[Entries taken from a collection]
↓
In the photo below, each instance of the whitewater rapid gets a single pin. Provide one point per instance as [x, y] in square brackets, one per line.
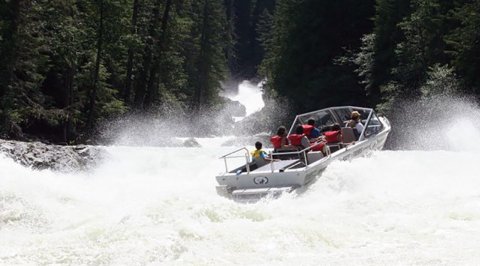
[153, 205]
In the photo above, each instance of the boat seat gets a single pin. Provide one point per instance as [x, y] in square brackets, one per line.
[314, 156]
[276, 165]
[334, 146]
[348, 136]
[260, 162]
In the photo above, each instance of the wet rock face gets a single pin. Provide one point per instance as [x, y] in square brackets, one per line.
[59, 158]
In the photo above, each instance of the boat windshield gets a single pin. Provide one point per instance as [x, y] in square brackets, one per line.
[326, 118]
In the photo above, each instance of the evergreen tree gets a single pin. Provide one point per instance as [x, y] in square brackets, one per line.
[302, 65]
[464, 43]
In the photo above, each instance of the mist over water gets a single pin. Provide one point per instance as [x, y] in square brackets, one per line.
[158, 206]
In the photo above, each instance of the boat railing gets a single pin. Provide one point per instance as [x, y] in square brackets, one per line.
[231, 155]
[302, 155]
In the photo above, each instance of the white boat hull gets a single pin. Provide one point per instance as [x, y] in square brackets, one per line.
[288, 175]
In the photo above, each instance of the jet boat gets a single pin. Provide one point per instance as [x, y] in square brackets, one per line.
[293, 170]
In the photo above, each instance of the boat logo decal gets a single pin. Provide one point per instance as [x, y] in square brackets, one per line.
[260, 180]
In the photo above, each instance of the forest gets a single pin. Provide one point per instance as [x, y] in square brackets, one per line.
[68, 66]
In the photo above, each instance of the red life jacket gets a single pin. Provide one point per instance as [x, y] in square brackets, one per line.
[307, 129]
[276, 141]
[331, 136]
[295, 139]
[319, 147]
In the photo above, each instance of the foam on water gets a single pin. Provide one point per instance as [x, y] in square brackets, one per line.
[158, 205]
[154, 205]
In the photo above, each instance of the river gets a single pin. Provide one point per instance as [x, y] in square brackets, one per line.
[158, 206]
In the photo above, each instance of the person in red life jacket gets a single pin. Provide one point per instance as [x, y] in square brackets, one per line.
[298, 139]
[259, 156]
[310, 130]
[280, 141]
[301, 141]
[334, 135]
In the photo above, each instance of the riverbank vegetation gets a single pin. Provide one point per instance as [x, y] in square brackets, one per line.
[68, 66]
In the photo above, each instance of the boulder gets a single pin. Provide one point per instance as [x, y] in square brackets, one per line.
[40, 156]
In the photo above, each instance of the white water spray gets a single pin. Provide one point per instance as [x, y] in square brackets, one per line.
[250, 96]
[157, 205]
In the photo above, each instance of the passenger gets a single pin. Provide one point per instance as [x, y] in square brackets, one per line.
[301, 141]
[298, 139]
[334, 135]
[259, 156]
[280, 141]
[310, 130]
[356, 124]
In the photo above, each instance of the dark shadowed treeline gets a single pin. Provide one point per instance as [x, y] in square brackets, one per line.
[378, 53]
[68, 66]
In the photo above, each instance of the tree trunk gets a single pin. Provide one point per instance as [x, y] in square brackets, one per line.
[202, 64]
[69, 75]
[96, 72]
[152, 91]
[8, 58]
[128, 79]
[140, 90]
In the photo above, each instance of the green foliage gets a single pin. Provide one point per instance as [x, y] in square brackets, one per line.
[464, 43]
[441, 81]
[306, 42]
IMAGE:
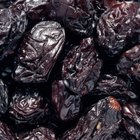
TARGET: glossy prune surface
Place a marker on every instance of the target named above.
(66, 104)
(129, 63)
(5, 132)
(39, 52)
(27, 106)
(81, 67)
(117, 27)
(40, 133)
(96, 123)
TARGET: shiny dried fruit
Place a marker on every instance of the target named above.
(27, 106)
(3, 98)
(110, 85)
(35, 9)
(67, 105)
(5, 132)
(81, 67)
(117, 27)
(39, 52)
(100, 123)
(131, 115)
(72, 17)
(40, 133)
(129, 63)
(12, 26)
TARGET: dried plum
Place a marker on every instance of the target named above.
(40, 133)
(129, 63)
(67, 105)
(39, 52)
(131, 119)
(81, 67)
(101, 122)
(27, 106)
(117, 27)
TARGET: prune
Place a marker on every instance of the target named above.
↑
## INSTRUCTIONS FOR THE TASK:
Copy each line above that contains the word "dried".

## PROBLEM SOLUTION:
TARGET: shiny dried fruit
TARGET: dried plum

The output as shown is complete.